#### Tasks and exercises:
- A) Rewrite the part of the Warriors article that opens with the words containing "There are signs" and closes with "the playoffs (reasonable).", changing "defending champs" to "reigning champs".
- B) Decide whether each statement agrees with the Warriors article. Answer yes or no for each, and quote the words from the article that settle it. (i) The Warriors are fifth in the Western Conference with a 32-30 record. (ii) Andrew Wiggins has been away from the team for nearly a month. (iii) The Warriors host the Clippers on Thursday.

Injuries, defensive struggles and a poor road record have stymied sustained success for Golden State in 2022-23. Can it get things together in time for the playoffs?

The Warriors are hoping their outlook for the stretch run improves once Stephen Curry (right) and Gary Payton (2nd from right) return.

With 20 games left in a season where projections were hazy from the very start, the Golden State Warriors would love to know whether the championship champagne flute is half empty or half full.

Last June, inside a jubilant locker room where sweat mixed with bubbly, the Warriors were so busy celebrating a title that it’s possible someone snuck in and spiked their punch, based on what we’ve seen from this team since then.

Because, what else can possibly go wrong, or right, with the wobbly Warriors eight months later?

There are signs that the defending champs are in no shape to make a return trip to the NBA Finals. At least not at the moment and certainly not from where they currently sit. At 32-30, they are No. 5 in the Western Conference: trapped in the belly of the standings and unable to make a clean break toward the top.

It all depends on how the 2022-23 Warriors should/will be judged — as legit title contenders (questionable) or a team at best capable of winning a round or two in the playoffs (reasonable).

They’re now without Stephen Curry since early February (but he is reportedly hoping to return soon). Likewise, Andrew Wiggins has been away from the team for nearly two weeks as he tends to a family matter. Both will eventually return and that’s the good news (especially since the Warriors have avoided totally sinking during their absences), but what about their defense and inability to win on the road? Are those problematic issues here to stay?

Every game matters, but from here on out especially. The West is jam-packed right now. Every game from here on out is incredibly important.”

— Guard Klay Thompson, on Golden State’s playoff hopes

It all makes for a weird position for the fifth-place Warriors, who host the Clippers Thursday, and raises questions about their dynasty and whether it’s (unofficially) over. To be sure, as long as Curry is in his prime and restless when he makes his return, likely next week, feel free to dismiss the Warriors as a threat at your own risk.

#### Location identification items:
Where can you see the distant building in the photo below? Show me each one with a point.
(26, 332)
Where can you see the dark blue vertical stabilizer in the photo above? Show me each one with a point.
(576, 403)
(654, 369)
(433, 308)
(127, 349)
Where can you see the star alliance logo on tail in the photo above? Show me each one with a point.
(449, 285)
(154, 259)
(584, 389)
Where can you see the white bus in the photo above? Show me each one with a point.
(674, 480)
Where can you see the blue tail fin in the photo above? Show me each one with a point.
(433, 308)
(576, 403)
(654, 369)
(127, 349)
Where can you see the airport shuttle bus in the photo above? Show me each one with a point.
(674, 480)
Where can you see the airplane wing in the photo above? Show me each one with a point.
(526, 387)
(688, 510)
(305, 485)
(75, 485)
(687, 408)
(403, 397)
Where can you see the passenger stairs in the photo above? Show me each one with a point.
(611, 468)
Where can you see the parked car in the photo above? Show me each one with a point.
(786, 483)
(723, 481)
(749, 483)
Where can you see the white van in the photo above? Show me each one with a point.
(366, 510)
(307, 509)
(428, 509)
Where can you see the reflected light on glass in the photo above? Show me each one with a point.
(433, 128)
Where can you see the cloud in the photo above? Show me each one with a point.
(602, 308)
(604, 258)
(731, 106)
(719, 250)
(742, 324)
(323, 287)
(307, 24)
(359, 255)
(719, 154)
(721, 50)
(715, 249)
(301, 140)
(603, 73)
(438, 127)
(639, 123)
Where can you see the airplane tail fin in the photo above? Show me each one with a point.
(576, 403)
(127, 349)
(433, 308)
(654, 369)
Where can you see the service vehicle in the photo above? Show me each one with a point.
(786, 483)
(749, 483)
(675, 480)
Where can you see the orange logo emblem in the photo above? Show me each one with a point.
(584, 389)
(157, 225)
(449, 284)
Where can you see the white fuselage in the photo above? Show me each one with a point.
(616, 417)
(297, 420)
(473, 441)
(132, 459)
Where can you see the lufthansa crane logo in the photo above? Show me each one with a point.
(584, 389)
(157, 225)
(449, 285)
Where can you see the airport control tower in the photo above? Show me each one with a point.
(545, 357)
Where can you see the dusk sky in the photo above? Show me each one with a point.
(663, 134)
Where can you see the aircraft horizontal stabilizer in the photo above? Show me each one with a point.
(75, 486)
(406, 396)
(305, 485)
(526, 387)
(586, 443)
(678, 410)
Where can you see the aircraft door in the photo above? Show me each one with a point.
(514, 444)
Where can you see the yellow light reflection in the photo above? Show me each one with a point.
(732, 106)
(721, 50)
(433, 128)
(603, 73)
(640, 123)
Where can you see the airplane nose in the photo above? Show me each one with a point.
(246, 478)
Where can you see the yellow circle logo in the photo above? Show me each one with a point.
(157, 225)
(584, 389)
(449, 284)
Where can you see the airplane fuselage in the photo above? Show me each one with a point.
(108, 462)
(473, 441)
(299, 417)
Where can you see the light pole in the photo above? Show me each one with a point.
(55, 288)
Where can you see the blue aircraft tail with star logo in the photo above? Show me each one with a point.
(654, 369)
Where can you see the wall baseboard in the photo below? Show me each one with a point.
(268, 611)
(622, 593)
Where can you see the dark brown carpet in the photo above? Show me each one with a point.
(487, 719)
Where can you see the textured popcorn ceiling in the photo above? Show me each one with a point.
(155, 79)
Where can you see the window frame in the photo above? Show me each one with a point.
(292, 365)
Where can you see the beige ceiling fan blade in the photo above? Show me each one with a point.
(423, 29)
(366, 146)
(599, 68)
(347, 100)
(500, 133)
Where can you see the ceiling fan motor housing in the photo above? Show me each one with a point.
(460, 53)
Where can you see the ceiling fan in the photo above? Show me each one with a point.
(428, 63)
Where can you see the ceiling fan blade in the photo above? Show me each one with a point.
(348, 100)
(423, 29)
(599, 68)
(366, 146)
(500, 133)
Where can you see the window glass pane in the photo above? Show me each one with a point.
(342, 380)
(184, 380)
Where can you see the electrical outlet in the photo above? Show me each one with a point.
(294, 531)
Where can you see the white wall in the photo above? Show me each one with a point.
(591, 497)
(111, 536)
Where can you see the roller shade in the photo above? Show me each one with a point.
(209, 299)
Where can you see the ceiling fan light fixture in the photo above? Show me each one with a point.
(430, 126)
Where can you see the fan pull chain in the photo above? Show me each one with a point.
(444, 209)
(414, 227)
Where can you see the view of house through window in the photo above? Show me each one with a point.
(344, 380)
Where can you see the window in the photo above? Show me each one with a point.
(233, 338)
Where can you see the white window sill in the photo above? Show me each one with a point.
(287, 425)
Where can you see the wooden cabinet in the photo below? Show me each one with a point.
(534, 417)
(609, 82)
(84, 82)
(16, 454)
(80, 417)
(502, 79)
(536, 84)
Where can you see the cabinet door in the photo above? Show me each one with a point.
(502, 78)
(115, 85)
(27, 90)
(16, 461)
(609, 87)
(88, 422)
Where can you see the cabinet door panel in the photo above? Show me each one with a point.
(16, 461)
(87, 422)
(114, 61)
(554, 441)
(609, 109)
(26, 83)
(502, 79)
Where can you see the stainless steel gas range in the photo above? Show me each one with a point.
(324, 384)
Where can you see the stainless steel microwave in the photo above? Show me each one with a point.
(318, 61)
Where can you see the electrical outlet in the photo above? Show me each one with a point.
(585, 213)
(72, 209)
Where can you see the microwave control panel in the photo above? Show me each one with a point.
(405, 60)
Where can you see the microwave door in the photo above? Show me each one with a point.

#### Answers provided:
- A)
There are signs that the reigning champs are in no shape to make a return trip to the NBA Finals. At least not at the moment and certainly not from where they currently sit. At 32-30, they are No. 5 in the Western Conference: trapped in the belly of the standings and unable to make a clean break toward the top.

It all depends on how the 2022-23 Warriors should/will be judged — as legit title contenders (questionable) or a team at best capable of winning a round or two in the playoffs (reasonable).

- B)
(i) Yes: "At 32-30, they are No. 5 in the Western Conference"
(ii) No: "Andrew Wiggins has been away from the team for nearly two weeks"
(iii) Yes: "who host the Clippers Thursday"